What you will do
Please rewrite the records starting with the line containing "Where can the sunlit" and going on through the end of the records, changing "sunlit rock surface" to "sunlit cliff face" and leaving everything else as it is. Return only those lines.

----

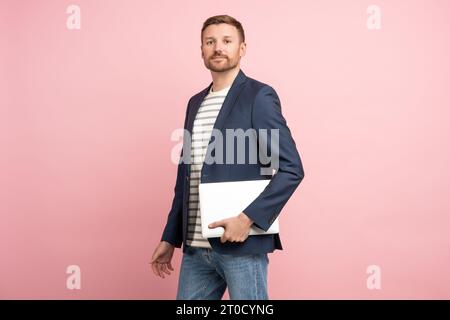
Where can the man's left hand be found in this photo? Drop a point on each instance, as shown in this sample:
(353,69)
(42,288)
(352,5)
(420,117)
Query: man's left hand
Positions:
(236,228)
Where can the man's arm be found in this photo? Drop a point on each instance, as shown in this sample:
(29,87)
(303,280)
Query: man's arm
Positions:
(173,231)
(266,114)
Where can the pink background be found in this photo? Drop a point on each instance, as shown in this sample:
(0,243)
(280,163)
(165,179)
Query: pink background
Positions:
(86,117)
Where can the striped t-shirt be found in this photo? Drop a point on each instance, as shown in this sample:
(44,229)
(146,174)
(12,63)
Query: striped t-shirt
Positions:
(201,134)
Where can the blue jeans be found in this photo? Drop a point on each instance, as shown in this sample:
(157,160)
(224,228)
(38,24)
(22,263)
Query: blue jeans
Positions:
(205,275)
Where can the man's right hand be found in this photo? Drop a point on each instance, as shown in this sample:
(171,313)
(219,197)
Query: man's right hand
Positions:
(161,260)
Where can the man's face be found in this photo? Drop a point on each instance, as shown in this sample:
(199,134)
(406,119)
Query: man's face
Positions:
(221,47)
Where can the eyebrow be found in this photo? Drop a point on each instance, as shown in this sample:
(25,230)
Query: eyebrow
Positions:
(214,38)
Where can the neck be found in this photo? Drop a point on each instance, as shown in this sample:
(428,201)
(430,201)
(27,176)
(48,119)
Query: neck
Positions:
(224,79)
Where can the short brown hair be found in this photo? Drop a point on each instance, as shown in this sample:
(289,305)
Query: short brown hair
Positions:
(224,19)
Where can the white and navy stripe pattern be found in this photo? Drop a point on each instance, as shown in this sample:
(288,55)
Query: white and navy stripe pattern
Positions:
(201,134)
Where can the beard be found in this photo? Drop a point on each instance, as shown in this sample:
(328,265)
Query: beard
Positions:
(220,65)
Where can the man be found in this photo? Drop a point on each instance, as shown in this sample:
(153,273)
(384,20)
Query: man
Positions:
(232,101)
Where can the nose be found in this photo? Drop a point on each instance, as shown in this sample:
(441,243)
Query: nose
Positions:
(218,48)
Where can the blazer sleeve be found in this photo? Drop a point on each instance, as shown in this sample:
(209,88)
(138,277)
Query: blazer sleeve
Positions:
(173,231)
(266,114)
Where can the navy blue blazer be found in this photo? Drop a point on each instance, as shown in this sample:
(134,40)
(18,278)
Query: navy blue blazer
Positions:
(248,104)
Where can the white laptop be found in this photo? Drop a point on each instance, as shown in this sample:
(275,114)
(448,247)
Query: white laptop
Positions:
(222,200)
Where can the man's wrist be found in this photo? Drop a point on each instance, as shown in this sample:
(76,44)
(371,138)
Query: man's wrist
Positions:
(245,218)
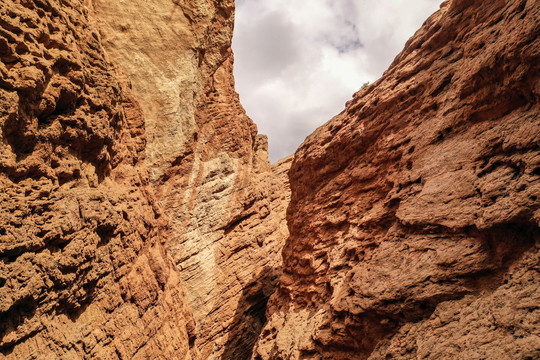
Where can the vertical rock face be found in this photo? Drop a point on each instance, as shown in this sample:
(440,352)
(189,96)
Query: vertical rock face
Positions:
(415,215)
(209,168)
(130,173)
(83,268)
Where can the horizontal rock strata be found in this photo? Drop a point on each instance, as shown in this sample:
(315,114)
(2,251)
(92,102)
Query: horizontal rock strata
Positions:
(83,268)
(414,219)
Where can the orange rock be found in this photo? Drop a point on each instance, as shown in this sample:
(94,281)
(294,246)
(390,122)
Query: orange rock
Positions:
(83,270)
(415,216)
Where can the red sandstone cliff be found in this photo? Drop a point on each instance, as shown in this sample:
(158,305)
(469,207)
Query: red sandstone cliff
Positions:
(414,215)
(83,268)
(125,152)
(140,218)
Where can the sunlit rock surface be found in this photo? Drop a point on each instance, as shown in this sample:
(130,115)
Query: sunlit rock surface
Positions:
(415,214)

----

Task result
Where can the sunlit cliff face be found in this photo? Drop a point on each instance, as shown in this sample:
(130,115)
Query: sunlit cliff face
Positions:
(415,214)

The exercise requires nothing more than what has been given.